Input material:
********

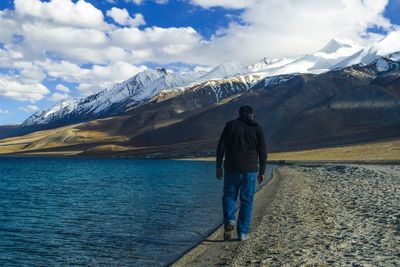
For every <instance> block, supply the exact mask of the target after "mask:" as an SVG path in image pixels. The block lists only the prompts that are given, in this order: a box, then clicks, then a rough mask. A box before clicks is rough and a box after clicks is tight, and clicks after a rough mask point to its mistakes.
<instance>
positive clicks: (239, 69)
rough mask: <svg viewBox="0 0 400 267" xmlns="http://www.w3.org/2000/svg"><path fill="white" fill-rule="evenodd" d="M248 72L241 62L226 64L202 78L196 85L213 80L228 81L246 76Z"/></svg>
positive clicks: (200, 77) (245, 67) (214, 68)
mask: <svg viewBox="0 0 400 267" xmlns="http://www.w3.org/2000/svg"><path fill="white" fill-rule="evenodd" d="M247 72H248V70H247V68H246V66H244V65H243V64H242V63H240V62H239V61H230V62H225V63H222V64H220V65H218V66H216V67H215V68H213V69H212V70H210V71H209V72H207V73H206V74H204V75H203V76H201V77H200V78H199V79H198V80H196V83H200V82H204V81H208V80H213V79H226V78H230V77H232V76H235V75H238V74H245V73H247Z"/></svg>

********

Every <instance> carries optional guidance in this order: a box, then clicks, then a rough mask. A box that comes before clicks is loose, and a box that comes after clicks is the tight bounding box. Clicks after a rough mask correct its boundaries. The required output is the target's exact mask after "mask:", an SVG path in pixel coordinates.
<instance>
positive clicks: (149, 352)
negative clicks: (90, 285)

********

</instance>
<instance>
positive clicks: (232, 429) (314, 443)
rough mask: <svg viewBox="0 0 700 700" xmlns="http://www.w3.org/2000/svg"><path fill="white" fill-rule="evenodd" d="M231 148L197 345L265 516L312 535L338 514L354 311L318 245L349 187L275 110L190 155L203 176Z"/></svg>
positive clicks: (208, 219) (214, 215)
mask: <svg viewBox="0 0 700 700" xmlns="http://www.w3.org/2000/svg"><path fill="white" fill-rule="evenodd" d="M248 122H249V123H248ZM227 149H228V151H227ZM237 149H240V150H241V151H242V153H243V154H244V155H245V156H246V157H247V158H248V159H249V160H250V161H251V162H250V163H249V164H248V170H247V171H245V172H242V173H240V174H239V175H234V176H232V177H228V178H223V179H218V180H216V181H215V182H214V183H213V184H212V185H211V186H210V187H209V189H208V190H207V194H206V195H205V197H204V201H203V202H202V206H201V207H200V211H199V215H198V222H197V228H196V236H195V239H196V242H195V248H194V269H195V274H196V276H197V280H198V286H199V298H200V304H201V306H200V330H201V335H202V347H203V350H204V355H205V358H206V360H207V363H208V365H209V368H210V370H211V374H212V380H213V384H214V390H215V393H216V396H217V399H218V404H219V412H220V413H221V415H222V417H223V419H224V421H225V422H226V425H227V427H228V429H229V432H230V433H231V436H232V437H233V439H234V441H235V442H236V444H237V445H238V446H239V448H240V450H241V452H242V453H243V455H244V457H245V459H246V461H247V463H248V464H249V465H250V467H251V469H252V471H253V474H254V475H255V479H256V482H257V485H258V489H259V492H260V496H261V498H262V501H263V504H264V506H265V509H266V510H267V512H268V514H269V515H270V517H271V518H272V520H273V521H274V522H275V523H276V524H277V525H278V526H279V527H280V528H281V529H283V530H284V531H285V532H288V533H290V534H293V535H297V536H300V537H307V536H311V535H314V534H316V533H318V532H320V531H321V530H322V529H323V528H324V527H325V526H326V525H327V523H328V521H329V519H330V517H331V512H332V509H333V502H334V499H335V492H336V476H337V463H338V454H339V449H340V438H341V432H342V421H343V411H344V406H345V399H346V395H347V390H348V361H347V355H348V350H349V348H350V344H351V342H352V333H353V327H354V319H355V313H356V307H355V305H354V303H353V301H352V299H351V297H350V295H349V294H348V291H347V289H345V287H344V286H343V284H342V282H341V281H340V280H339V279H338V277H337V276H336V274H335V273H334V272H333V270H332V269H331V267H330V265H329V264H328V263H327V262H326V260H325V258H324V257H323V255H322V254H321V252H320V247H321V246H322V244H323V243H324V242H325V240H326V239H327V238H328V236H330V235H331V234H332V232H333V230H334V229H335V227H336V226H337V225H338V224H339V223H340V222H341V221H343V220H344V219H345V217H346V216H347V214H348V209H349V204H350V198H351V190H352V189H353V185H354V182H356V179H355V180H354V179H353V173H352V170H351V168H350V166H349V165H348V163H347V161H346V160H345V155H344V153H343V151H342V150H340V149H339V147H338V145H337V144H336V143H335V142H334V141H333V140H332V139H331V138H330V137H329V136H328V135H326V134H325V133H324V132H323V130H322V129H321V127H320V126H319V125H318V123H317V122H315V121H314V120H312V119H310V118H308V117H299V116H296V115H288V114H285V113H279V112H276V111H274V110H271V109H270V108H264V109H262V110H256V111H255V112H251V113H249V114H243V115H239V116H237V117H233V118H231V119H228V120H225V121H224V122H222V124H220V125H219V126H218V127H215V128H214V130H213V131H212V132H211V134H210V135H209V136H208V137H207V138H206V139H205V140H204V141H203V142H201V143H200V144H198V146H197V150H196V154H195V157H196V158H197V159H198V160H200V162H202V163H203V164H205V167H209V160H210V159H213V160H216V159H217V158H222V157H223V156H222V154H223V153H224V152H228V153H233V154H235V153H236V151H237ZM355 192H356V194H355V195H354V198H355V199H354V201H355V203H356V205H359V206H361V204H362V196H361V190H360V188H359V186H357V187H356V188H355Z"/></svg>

********

Exercise prompt: Lay out the stretch of the material from the line containing "Every <instance> carries" through the line containing "negative clicks: (90, 285)" as a Markdown table with the columns Row and Line. Number each non-blank line in Row and put its text in Line.

Your solution:
| Row | Line |
|---|---|
| 1 | Every <instance> carries optional guidance in this order: a box, then clicks, then a rough mask. A box that comes before clicks is loose, and a box that comes after clicks is the tight bounding box. Clicks after a rough mask correct its boundaries. The required output is the target's exact mask after "mask:", an SVG path in pixel coordinates. |
| 2 | <instance> |
| 3 | positive clicks: (149, 352) |
| 4 | negative clicks: (90, 285) |